Document passage START

BANDA ACEH, Indonesia — A girl who was swept away in the Indian Ocean tsunami seven years ago said Friday she broke down in tears this week after tracking down her parents, who had long lost hope of finding her alive.

The 15-year-old showed up in Aceh province's hard-hit town of Meulaboh earlier this week, saying that not long after the wave hit she was "adopted" by a woman who called her Wati and forced her to beg, sometimes beating her and keeping her in the streets until 1 a.m.

When the teen stopped bringing in money, she was told, "Go ahead, leave ... go find your parents then, they're in Meulaboh."

With only patchy memories about her past — she was only 8 when the tsunami hit, an age where most children don't know their relatives' full names — Wati began her search, telling people she thought her grandfather was "Ibrahim."

She met a pedicab driver in Meulaboh, who brought her to a man by that name. Though she didn't look familiar, he, in turn, quickly summoned her parents.

"When I saw my mother, I knew it was her," said the wide-eyed girl, her hair cropped close to her head. "I just knew."

The family, who say the girl's original name is Meri Yuranda, is also now convinced.

The Dec. 26, 2004, tsunami that killed 230,000 people in a dozen nations hit Aceh — closest to the epicenter of the magnitude-9.1 quake that spawned the towering waves — the hardest.

With tens of thousands of bodies washed to sea in that province alone, many families continue to cling to hope of finding lost loved ones. Reunions, however, are rare. And all announced in the last five years have turned out to be untrue. Even so, some mothers continue to believe a child is theirs even after DNA tests prove otherwise.

Document passage END
Supplied information START

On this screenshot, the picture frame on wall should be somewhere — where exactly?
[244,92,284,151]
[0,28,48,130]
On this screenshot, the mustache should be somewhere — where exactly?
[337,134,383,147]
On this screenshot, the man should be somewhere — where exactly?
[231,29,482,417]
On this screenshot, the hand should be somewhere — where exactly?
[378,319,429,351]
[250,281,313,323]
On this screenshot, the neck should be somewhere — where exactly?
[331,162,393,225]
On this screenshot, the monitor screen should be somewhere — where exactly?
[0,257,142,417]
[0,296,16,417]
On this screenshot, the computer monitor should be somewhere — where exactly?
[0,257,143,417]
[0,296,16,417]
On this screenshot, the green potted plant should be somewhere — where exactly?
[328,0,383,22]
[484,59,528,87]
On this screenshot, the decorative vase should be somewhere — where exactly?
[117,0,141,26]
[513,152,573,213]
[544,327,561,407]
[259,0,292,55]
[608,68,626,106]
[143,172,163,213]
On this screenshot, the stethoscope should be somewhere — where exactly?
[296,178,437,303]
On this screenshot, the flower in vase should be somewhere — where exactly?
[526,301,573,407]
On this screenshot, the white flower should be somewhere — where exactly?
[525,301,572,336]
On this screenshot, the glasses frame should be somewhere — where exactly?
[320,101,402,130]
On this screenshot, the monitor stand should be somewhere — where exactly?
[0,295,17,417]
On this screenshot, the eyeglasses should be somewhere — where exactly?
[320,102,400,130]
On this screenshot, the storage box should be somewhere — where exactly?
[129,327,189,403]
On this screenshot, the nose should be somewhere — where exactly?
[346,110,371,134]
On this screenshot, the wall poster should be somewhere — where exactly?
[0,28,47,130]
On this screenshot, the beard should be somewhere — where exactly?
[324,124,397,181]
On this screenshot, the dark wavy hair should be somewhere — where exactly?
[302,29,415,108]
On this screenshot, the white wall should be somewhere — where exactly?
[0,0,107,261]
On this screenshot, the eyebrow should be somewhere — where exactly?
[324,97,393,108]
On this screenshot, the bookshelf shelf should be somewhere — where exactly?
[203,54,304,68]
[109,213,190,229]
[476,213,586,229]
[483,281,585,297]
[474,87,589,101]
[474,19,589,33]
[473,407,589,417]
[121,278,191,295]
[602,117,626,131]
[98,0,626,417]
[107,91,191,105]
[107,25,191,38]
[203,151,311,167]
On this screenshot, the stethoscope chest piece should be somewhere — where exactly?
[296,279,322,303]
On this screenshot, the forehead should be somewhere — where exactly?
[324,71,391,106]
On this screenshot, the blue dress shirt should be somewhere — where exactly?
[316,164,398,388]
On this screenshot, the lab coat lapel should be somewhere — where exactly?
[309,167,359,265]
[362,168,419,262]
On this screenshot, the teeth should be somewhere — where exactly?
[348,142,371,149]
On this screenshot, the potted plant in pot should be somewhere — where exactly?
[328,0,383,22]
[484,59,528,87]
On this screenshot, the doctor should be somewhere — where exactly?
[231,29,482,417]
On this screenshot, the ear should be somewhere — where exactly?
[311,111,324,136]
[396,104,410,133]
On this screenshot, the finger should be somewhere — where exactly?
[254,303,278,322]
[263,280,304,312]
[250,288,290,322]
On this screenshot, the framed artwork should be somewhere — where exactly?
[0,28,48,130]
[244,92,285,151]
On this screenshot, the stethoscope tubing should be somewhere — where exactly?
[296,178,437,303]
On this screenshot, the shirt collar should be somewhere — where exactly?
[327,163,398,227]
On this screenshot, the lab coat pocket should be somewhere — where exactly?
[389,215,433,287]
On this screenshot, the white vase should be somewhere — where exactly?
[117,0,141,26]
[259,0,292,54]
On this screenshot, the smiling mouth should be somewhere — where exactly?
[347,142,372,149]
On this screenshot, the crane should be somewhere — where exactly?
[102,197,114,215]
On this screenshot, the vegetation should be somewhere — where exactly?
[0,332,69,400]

Supplied information END

**Aim of the exercise**
In the article about the tsunami survivor's reunion, what name did the girl think belonged to her grandfather? The items have nothing to do with the exercise.

**Reply to the task**
Ibrahim